> Set task:
Count the lines in the listing below that contain the string "black", treating uppercase and lowercase as different. Reply with the number alone.

========================================

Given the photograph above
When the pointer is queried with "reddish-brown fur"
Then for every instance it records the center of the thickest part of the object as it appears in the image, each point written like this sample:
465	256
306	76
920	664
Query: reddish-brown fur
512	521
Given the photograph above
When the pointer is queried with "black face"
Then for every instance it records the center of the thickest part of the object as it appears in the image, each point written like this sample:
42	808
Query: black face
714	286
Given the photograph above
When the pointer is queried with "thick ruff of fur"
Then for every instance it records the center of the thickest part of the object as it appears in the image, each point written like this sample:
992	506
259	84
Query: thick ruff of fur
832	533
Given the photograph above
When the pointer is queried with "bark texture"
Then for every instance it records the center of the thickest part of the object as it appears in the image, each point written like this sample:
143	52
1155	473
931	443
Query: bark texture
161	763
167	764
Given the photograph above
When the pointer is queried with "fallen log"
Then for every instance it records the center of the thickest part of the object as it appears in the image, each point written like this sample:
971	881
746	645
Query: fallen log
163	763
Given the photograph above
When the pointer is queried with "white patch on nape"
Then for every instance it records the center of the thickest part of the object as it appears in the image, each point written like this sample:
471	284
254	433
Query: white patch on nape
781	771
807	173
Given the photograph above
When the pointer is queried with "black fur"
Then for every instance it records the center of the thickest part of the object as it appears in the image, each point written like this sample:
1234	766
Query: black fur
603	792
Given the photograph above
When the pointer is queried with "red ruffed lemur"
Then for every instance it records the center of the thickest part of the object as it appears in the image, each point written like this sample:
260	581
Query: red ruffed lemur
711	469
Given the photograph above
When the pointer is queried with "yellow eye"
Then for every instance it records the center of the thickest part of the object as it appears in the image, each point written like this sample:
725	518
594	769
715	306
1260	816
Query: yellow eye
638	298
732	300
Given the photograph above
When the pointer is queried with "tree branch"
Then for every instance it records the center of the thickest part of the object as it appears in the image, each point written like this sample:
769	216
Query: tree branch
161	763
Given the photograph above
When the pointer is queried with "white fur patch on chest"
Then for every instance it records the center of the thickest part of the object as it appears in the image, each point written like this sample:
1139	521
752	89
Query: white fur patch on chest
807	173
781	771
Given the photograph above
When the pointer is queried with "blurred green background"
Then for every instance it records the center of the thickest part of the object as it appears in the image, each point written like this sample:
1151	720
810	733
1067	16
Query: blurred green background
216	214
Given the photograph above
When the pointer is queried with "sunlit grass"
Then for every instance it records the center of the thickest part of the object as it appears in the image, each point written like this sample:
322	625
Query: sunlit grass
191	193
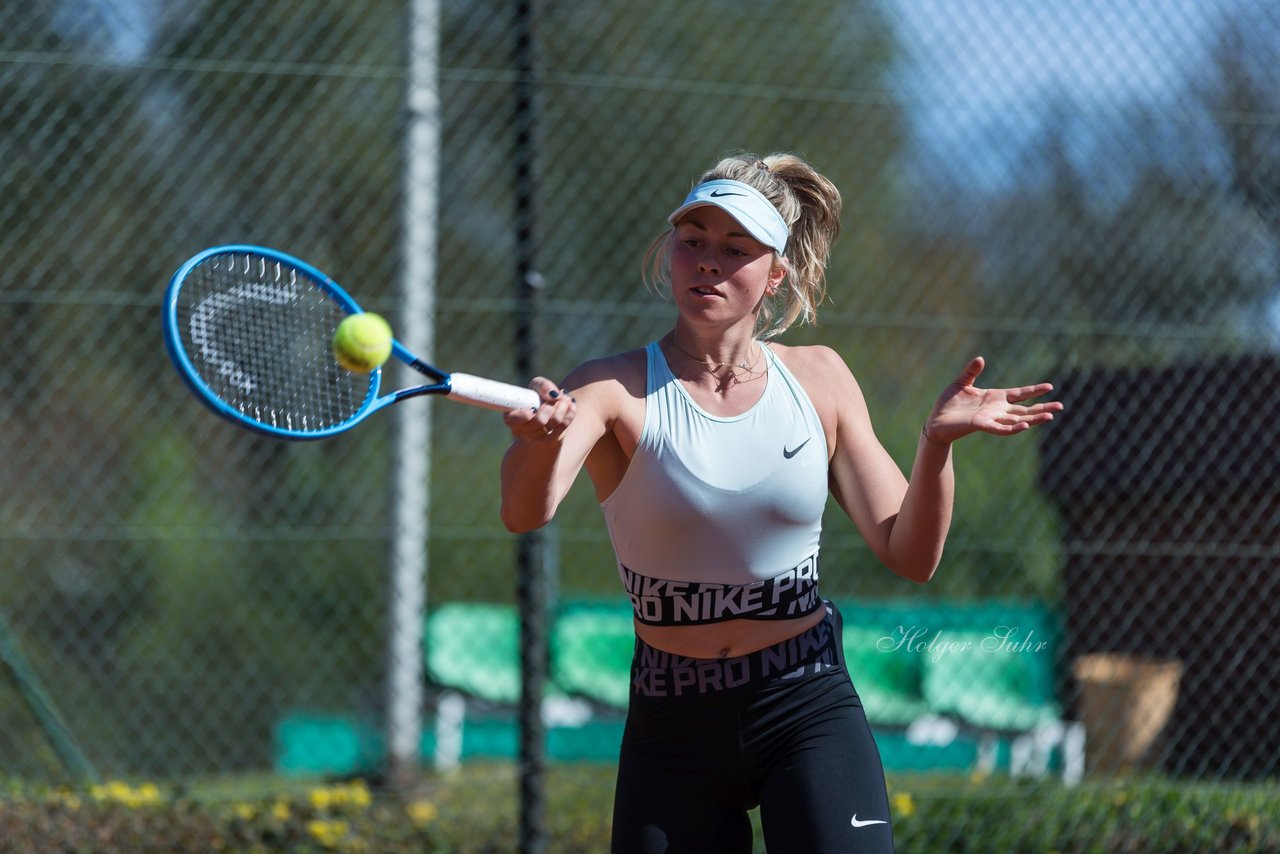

========================================

> Result of this exercise:
4